- [Excerpted data]:

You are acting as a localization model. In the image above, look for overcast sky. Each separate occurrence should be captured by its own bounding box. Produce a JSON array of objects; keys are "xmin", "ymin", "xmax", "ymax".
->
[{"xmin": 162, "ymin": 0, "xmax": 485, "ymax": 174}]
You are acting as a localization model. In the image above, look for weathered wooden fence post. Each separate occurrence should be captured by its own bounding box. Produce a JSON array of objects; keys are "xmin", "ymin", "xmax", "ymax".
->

==

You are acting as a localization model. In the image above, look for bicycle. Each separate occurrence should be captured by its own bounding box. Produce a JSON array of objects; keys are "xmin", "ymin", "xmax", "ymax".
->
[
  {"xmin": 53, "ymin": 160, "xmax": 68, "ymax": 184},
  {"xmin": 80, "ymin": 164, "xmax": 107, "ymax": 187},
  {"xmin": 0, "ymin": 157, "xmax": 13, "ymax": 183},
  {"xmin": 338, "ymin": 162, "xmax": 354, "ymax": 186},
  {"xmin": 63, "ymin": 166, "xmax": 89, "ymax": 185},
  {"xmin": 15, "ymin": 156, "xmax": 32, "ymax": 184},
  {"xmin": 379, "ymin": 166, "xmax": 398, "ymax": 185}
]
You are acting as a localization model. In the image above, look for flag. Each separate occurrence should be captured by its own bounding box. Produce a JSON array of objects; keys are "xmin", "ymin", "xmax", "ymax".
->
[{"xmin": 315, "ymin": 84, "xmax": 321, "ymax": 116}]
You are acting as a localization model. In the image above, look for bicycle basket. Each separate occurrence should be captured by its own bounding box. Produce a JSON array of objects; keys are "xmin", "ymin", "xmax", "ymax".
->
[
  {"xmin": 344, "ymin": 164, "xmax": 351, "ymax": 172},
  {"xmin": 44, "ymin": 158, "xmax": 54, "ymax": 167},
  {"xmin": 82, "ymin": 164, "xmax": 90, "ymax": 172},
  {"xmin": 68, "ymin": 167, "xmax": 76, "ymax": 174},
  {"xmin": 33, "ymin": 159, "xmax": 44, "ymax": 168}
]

- [Task statement]:
Can you gather every line of the material above that contains the word "bicycle" and copy each one out? Case counts.

- [Result below]:
You are acting as a localization model. In the image above, look for bicycle. Each separate occurrence should be captured by its own bounding box. Produce a JSON array of objects; keys are "xmin", "ymin", "xmax", "ymax".
You are acting as a localization model. In the image above, look for bicycle basket. Each separate occurrence should be captured by its own bounding box. Produce a JSON array of objects; keys are "xmin", "ymin", "xmax", "ymax".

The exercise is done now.